## What the exercise asks
Copy the data below exactly.

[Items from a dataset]
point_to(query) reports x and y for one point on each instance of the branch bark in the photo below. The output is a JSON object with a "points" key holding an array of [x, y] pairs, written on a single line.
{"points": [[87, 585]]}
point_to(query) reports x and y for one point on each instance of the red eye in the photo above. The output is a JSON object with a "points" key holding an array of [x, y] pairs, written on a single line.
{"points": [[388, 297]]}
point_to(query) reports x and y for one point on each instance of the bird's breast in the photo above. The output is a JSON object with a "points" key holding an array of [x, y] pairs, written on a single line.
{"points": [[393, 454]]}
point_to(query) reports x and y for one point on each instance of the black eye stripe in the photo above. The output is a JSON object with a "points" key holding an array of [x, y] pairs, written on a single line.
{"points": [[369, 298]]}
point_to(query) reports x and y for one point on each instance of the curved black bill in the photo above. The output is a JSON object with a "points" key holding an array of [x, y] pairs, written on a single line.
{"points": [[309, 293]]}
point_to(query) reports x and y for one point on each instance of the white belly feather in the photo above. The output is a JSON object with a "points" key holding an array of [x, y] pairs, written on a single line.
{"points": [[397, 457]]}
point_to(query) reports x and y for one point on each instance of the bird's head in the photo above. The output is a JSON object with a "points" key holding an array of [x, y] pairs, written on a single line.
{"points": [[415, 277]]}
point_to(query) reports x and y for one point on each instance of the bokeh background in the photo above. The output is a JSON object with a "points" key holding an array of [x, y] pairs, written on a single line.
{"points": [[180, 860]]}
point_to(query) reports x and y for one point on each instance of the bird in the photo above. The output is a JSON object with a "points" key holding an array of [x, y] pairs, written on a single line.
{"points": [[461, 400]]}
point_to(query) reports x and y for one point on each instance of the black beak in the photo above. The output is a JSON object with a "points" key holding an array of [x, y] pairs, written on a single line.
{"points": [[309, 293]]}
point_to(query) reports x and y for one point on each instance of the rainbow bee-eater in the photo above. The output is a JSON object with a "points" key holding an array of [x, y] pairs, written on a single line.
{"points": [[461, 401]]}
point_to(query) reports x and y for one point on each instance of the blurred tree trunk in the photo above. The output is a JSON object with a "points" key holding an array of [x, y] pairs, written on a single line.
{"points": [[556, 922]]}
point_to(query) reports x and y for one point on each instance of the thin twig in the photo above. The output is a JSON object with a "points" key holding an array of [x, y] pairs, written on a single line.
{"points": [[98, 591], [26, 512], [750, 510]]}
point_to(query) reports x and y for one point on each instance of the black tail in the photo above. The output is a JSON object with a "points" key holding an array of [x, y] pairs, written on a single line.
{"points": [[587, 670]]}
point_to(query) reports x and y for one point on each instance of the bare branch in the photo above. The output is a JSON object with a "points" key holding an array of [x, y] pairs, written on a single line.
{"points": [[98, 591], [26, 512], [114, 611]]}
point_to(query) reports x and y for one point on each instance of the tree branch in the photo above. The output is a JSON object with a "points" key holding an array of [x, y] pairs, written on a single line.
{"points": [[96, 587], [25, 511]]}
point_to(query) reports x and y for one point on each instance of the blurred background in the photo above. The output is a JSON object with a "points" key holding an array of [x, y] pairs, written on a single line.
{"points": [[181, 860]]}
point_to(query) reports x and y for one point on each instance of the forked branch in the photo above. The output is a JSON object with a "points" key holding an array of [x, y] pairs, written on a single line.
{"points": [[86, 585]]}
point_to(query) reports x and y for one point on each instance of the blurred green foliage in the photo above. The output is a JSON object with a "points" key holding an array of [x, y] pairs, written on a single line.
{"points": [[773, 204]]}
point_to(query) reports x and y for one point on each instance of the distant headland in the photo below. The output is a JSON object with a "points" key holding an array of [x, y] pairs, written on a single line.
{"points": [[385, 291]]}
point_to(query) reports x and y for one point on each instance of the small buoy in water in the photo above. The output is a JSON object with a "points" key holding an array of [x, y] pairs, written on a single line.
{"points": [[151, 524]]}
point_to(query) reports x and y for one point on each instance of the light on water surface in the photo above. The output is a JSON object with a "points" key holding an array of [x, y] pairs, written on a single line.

## Answer to the exercise
point_to(query) reports x and y for one point on each instance of the branch bark in the photo below. The output is a JSON object with a "points" key holding an array of [x, y] pairs, written on a single line.
{"points": [[87, 585]]}
point_to(query) reports x and y for one point on each instance of the red eye in the photo above. The output is a JSON object with a "points" key holding an array of [x, y] pairs, written on a single line.
{"points": [[388, 297]]}
point_to(query) reports x and y for one point on each instance of the bird's breast in the photo above. The output is a JSON object with a "points" key holding an array of [x, y] pairs, written on a single line.
{"points": [[393, 454]]}
point_to(query) reports x and y for one point on each instance of the black eye stripe in the photo above. The output is a JSON object with a "points" key holding an array of [x, y] pairs, written on a single line.
{"points": [[369, 298]]}
point_to(query) reports x and y for one point on each instance of the curved black bill in the photo above. The output is a JSON object with a "points" key holding an array of [x, y] pairs, written on a single line.
{"points": [[309, 293]]}
point_to(query) reports x and y for one point on each instance of the white belly feather in the photo above. The output is a JSON object with a "points" key holding an array of [x, y] pairs, written on a single line.
{"points": [[397, 457]]}
point_to(query) reports x and y for one point on each instance of the bird's head in the photo above. The output is a JSON object with a "points" key holding an array of [x, y] pairs, written on a single line.
{"points": [[415, 277]]}
point_to(query) reports x and y for one point on each instance of the bokeh background in the photo above. The output is a JSON object with a "points" key holding an array of [x, y] pairs, written on a single line.
{"points": [[180, 860]]}
point_to(query) reports x and y for one point on each instance of the bird in the photo above. The output is a JSON object with a "points" key holding an array of [x, y] pairs, written on a single line.
{"points": [[461, 400]]}
point_to(query) reports x and y for one point on each instance of the black beak in the photo above. The output is a JSON object with a "points" key holding an array of [x, y] pairs, written on a single line.
{"points": [[309, 293]]}
point_to(query) reports x and y for one point on each instance of the rainbow bee-eater in the photo above. The output is a JSON object with a "points" key holding an array of [x, y] pairs, written on a single line.
{"points": [[461, 401]]}
point_to(query) reports x and y for one point on each instance of the blurred tree trunk in the photo above. The output is a JSON object with a "points" key holding an array of [x, y] pairs, written on a single line.
{"points": [[556, 922]]}
point_to(query) reports x and y for one point on each instance of the thin twig in the photo above. The output is a JSON object with a "points" key holding an array of [x, y] pairs, written on a single line.
{"points": [[98, 591], [26, 512], [750, 510]]}
point_to(query) reports x and y for one point on each instance of the black tail in the photo above. The output is a JSON object with a "points" key holding an array of [x, y] pairs, written on a single line.
{"points": [[587, 670]]}
point_to(query) reports x and y for one point on each instance of the bare branch in the photo above. The output is a JSON object with a "points" key holding an array of [x, y] pairs, written on a single line.
{"points": [[98, 591], [26, 512], [114, 611]]}
point_to(query) reports x and y for one point on each instance of the tree branch in the photo above. The output is a JSON object with a "points" key holding an array of [x, y] pairs, written on a single line.
{"points": [[96, 587], [25, 511]]}
point_to(query) reports x and y for one point on each instance of the blurred background in the photo above. The output is a JSON object with a "points" key holding an array of [x, y] pairs, written on a single line.
{"points": [[181, 860]]}
point_to(query) reports x and y for one point on each instance of the forked branch in the photo above. The output is a JSON object with a "points" key holding an array of [x, y] pairs, written on a single line.
{"points": [[86, 585]]}
point_to(query) reports x and y for one point on each instance of the blurred green foliage in the photo above. The output is a JSON object with a "points" key holding an array of [x, y] pairs, written on a single line.
{"points": [[773, 204]]}
point_to(query) reports x and y for one point on each instance of the distant headland in the photo below. The output is a JSON object with a "points" key holding an array of [x, y] pairs, written on a single line.
{"points": [[385, 291]]}
point_to(query) reports x and y for one point on each instance of the small buoy in water in the photo above. The output is a JSON object with a "points" key holding an array of [x, y] pairs, written on a single line.
{"points": [[151, 524]]}
point_to(query) reports x and y for one point on each instance of the light on water surface in the photo above. The output is a JSON object with a "points" key holding an array of [x, y] pairs, written on a single line.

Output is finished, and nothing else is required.